───── Task data

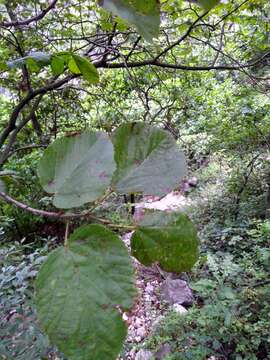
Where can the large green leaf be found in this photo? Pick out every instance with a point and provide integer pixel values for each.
(144, 14)
(78, 290)
(169, 239)
(77, 169)
(148, 160)
(57, 65)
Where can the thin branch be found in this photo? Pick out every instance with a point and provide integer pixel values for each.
(36, 18)
(61, 215)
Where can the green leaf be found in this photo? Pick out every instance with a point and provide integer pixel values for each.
(57, 65)
(208, 4)
(73, 67)
(2, 186)
(145, 15)
(41, 58)
(148, 160)
(169, 239)
(88, 70)
(78, 290)
(77, 169)
(33, 65)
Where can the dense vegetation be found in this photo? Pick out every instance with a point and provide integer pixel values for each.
(133, 85)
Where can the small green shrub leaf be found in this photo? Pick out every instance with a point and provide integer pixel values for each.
(148, 160)
(78, 290)
(77, 169)
(145, 15)
(169, 239)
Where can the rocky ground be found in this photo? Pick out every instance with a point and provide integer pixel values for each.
(157, 291)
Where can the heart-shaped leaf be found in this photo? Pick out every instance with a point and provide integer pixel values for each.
(77, 169)
(78, 291)
(145, 15)
(148, 160)
(169, 239)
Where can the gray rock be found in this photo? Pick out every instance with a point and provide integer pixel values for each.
(164, 350)
(176, 291)
(144, 355)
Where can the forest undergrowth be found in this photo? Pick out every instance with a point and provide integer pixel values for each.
(230, 316)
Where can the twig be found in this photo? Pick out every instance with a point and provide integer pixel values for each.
(61, 215)
(36, 18)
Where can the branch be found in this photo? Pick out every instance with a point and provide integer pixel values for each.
(26, 100)
(60, 215)
(182, 37)
(29, 21)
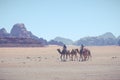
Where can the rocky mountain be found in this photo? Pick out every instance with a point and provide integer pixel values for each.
(4, 33)
(19, 30)
(105, 39)
(53, 42)
(63, 40)
(20, 37)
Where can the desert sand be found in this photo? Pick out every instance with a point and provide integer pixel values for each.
(43, 63)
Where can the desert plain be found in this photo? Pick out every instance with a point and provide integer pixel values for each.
(43, 63)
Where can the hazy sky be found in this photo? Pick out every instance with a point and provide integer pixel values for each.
(66, 18)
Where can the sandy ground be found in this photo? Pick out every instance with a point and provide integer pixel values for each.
(44, 64)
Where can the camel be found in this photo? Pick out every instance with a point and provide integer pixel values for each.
(64, 54)
(85, 55)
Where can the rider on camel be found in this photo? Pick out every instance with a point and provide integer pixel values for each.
(81, 50)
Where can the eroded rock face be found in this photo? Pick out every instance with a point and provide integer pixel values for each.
(3, 33)
(19, 30)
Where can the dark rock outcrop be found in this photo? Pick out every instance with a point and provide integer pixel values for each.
(4, 33)
(64, 40)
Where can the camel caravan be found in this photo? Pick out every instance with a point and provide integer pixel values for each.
(83, 54)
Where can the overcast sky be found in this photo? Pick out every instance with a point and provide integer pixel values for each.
(66, 18)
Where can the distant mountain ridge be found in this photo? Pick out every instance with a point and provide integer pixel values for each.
(64, 40)
(105, 39)
(20, 36)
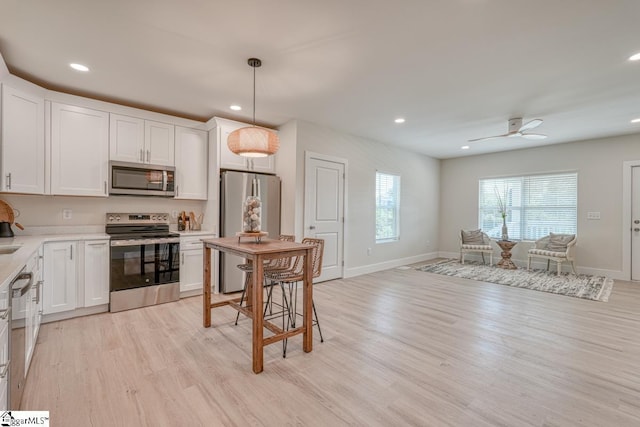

──────────

Task requirements ▸
Rewrite every line from the one containing "Where can the desert sand" through the end of the items, with the requests included and the pictures left out. In each answer, multiply the pixel coordinates by 0.5 and round to whole numbers, rounding halves up.

Solution to the exercise ▸
Where can the desert sand be found in this photo? Pick out every instance with a point and provide integer pixel values for each.
(22, 32)
Where can the desert plain be found in this photo? Pick out every instance with a point and provide integer pixel values for each.
(22, 32)
Where can the hazy sky be found in this photo? Pick out every instance with a point and provide integer pixel values for each.
(33, 9)
Where can the sandy ground be found in this photo? Pick out every instance with a point and provide integer pixel values for each.
(22, 32)
Where can the camel be found in this photo? Pick out every instance with a point and provide integer pixel values for each.
(32, 27)
(43, 28)
Where can the rider on camel be found in this photo? Pick out every instance with a point and provide integer pixel values for each.
(41, 25)
Where can the eroded rock face be found in this photo? Pick out every instance with a point and provide integer pixel values for each.
(2, 17)
(10, 15)
Where can the dark rock outcrop be found in this photo? Pick out every instance with a point and provide integer pixel values for each.
(2, 17)
(32, 20)
Where can the camel caravan be found in this photo? Pick out every instance with a point and provide integer pixel values for each.
(42, 27)
Where can the overcast sky be found in this photo? Pick out every instance with a point and provide integer pixel values for each.
(33, 9)
Where can the distant mountain ridge be found in this photo? Pick out every instance with a point and provide integer pixel values for each.
(32, 20)
(53, 20)
(10, 18)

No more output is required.